_RECORDED INFORMATION_:
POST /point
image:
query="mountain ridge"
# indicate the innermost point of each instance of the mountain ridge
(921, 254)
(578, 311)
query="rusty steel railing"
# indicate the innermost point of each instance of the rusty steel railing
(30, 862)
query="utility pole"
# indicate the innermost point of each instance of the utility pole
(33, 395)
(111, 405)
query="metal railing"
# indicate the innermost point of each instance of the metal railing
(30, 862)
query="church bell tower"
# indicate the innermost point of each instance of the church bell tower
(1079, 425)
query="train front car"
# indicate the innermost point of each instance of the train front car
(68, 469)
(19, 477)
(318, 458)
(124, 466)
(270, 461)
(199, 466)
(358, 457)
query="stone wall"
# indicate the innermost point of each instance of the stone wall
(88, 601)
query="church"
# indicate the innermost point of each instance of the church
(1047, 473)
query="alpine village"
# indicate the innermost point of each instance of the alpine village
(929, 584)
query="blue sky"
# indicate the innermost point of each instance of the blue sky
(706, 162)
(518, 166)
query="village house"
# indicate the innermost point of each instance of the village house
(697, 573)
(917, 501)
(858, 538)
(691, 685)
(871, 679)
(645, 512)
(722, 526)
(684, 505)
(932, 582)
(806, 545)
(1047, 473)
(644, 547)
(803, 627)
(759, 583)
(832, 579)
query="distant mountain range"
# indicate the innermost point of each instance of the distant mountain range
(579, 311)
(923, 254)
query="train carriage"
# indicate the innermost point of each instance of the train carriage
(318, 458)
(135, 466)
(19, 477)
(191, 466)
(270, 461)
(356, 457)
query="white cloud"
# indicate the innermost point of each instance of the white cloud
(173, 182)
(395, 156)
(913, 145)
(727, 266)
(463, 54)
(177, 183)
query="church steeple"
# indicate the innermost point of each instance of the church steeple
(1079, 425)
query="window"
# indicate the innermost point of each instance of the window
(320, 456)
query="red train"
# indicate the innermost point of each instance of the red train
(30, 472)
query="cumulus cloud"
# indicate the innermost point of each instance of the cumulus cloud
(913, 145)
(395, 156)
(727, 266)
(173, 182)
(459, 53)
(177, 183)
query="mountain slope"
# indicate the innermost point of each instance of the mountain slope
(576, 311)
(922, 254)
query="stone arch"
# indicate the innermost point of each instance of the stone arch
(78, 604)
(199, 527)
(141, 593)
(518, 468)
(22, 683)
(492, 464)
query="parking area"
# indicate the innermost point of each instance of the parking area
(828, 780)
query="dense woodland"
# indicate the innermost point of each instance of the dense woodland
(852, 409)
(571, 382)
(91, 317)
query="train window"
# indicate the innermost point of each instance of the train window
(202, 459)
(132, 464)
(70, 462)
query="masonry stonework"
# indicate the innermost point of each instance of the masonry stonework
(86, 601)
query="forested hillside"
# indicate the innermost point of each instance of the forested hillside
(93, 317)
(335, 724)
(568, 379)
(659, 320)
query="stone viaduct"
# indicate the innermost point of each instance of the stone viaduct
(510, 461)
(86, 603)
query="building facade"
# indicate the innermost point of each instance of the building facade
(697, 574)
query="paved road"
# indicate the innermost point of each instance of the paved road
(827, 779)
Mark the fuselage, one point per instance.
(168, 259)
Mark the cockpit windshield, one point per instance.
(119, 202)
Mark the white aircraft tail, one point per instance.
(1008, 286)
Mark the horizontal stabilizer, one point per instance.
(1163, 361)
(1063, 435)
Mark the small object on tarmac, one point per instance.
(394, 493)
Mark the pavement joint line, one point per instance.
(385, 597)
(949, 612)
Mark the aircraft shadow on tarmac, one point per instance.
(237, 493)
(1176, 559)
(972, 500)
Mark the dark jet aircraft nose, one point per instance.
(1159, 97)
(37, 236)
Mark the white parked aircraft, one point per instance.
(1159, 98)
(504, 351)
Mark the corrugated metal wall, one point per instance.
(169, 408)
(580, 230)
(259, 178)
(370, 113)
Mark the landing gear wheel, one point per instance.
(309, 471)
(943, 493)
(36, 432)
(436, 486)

_GOAL_: Give the material above again, word for word.

_IN RESPONSE_:
POST /point
image:
query="mountain ridge"
# indicate the innermost point of each instance of the mountain ridge
(921, 254)
(578, 311)
query="rusty steel railing"
# indicate the innermost point of each instance of the rusty steel railing
(30, 862)
query="utility pole"
# indicate the innermost point of each instance of the utility pole
(33, 395)
(111, 405)
query="metal railing"
# indicate the innermost point of each instance of the metal railing
(30, 862)
query="church bell tower"
# indicate the innermost point of each instance of the church bell tower
(1079, 425)
query="train front car"
# indicate the innermost point of each instance of the train front car
(68, 469)
(19, 477)
(318, 458)
(124, 466)
(270, 461)
(199, 466)
(358, 457)
query="stone wall"
# indicate the innermost point of each instance of the stone wall
(88, 601)
query="church"
# indicate the innermost point of each instance of the church
(1047, 473)
query="alpine village"
# indicate the innermost point of each instance of the alpine village
(929, 584)
query="blue sky"
# indicate the innermost point of each instance of the blue sky
(706, 162)
(518, 166)
query="village house"
# indicate the innermost point of each instance of the village house
(697, 573)
(917, 501)
(858, 538)
(691, 685)
(871, 679)
(645, 512)
(722, 526)
(684, 505)
(932, 582)
(806, 545)
(1047, 473)
(644, 547)
(803, 627)
(759, 583)
(832, 579)
query="distant mountain range"
# indicate the innermost point of each instance of the distant mountain range
(579, 311)
(923, 254)
query="train carriage"
# indicate the innermost point of each instance of the train carriage
(318, 458)
(135, 466)
(19, 477)
(191, 466)
(270, 461)
(356, 457)
query="white cloud"
# indicate the innermost point of each instance of the white cloud
(173, 182)
(395, 156)
(913, 145)
(727, 266)
(463, 54)
(177, 183)
query="church steeple"
# indicate the innermost point of each instance of the church steeple
(1079, 425)
query="window"
# indicate the innermost point of each instance of the window
(320, 456)
query="red train"
# indicate the innermost point of each instance of the red train
(30, 472)
query="cumulus cloud"
# indicate the innermost point of each instance of the cumulus cloud
(913, 145)
(395, 156)
(727, 266)
(173, 182)
(459, 53)
(177, 183)
query="mountain slope"
# indicate the innermost point of each instance of the mountain slope
(576, 311)
(922, 254)
query="stone arch"
# indicate the innermost point of each instance of the stone arch
(78, 604)
(199, 527)
(141, 593)
(518, 468)
(22, 683)
(492, 464)
query="parking area"
# indicate the innermost point of each instance of the parking area
(828, 780)
query="dense woodland"
# indicate the innermost point of each instance of the dense woodland
(852, 409)
(571, 382)
(91, 317)
query="train window"
# indicate the innermost point of each instance of the train window
(202, 459)
(132, 464)
(70, 462)
query="masonry stonework"
# indicate the innermost point of each instance of the masonry stonework
(86, 601)
query="forested hillside"
# indicate the innermost point of each instance of the forested hillside
(93, 317)
(335, 724)
(568, 379)
(659, 320)
query="stone viaduct"
# indicate the innermost point of each instance of the stone viaduct
(510, 461)
(86, 603)
query="building facade"
# indicate the innermost point of each instance of the building facade
(697, 574)
query="paved road"
# indicate the innermost point of each instance of the paved road
(827, 779)
Mark the fuselage, one point per instance.
(168, 259)
Mark the cockpit windshield, one point per instance.
(119, 202)
Mark the white aircraft tail, one point per instance.
(1008, 286)
Mark the horizontal stabilizer, one point per instance.
(1163, 361)
(1063, 435)
Mark the small object on tarmac, one point per instance.
(394, 493)
Mark the pavement joint line, one point per instance.
(385, 597)
(949, 612)
Mark the aircraft shadow on tarmac, one point per instance.
(237, 493)
(1176, 559)
(972, 500)
Mark the dark jet aircraft nose, one point per instance.
(1159, 97)
(37, 236)
Mark the white parked aircraft, one point per instance.
(1159, 98)
(504, 351)
Mark the corrugated metal wall, one point per instance.
(169, 408)
(580, 230)
(259, 178)
(370, 113)
Mark the landing gear wheel, one point per instance.
(309, 471)
(943, 493)
(36, 432)
(436, 486)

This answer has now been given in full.